(Text provided begins)

# SJ's and drug use!



## Ahoy (Apr 12, 2010)

Well, I had a look around and it seems that SJs aren't too big on the use of drugs (with perhaps the exception of alcohol, but even then they're not big on it). I have a very good ISTJ friend who enjoys certain drugs quite a bit, and he's wondering if he's all alone on this one. 

He says he likes:

Psychedelics - Great thinking drug! He loves these. Nothing like a little temporary samhadi. Tryps are the shit. Phens are yuck.

Weed - His main jam. An everyday thing for him, like coffee. He says it makes him work better, and relaxes him (as an ISTJ he needs a good relaxing quite often). 

Mdma - The holy grail of social interaction. When under the effects, he is certainly no longer an I. Is able to express emotions really easily and without fear. Seems to reduce all the nasty bits of being an ISTJ The only phenethylamine he really enjoys. Comedowns can vary from nonexistent to horrific, though... 

Caffeine - Makes him twitchy as hell if he takes too much... but if he can hit the sweet spot its alllllll good. 

He dislikes:

Opiates - Nasty, nasty, selfish-happydrug. He doesn't want more introversion!

Alcohol - Waste of money, time, brain cells, and effort. If he's going to suffer goddamnit he's going to get something half-decent in return!

(In theory) Stimulants - Good lord the anxiety would probably be unbearable.

(Text provided ends)
(Extracted material begins)

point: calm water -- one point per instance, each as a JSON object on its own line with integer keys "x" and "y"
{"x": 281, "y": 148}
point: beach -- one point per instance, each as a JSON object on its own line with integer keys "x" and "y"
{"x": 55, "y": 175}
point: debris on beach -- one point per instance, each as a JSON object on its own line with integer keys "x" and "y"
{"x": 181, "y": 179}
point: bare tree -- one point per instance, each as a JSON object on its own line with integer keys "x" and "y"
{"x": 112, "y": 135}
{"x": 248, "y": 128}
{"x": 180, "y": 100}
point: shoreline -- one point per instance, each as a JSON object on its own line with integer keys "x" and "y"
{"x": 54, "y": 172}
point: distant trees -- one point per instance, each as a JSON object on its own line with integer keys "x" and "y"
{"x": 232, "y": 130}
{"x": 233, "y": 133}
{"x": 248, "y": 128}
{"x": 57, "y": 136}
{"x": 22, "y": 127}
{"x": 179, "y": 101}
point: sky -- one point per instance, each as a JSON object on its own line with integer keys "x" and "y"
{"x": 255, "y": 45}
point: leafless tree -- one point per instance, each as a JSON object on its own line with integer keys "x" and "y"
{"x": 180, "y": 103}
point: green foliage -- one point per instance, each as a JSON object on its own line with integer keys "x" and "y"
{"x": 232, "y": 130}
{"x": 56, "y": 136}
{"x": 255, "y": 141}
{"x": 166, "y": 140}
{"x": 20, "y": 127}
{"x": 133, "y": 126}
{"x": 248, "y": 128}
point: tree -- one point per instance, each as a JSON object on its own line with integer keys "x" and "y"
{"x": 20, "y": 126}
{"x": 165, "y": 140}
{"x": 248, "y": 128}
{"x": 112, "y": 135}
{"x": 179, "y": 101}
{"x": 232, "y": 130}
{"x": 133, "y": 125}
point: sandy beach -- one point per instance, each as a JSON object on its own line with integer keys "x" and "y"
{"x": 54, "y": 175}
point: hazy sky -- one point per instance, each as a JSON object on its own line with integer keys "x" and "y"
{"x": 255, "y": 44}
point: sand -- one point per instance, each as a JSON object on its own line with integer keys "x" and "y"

(Extracted material ends)

Apply what you read ::
• A. In the forum post about SJs and drug use, which drug does the ISTJ friend call "the holy grail of social interaction"?
• B. Continue the forum post about SJs and drug use from its final line.

Responses ::
• A. MDMA

• B.
So SJs (or anyone else)! Come one come all! Let me know how you like it, or how you feel about it, just anything really. For those of you who would like to voice a anti-drug opinion, you are more than welcome... just please stick to facts. No baseless assertions based on personal opinion or "second hand" information please :happy:

I just wanna see what everyone thinks!


----------



## Misspicy (Feb 13, 2010)

weed and psychedelics... 



the latter is a nice return to a better place:laughing::laughing::laughing:


anything else is just a waste of money and I prefer to feel more creative/imaginative than clumsy and waaay too out of it.
When I get artists block, smoking a bit and listening to music definitely helps AND I can be productive too. Not your typical lazy, drooling stoner stereotype. pfffhhhhhhhhh



caffeine sometimes, mostly tea and I avoid drinking sodas.

mdma-I'm not too crazy about this stuff. Not really all that interested in being open with all my personal stuff while under THIS kind of influence...


----------



## Hiccups24-7 (Oct 17, 2009)

Yeah I agree it's all about weed and psychedelics.. stimulants freak me out. MDMA has put me in hospital so I'll never do that again. Plus the second half of the list (dislikes) are mostly cut with other stuff so you really don't know what you're putting into your body.
Weed and shrooms are natural, a gift from mother nature... a very much welcomed gift. Though living where I live they are very rare. I function so much better with weed but it's just so rare.. I've enjoyed one 'bag' in the past 12 months. Such a tease. >_<
The only unnatural drug I take these days is dxm, it's the baby brother of ketamine (special k). A very euphoric, insightful, hallucinogenic dissociative. Some prefer it over ketamine. I haven't tired ketamine but dxm is enough for me, though I'd trade it for shrooms any day.


----------



## Ahoy (Apr 12, 2010)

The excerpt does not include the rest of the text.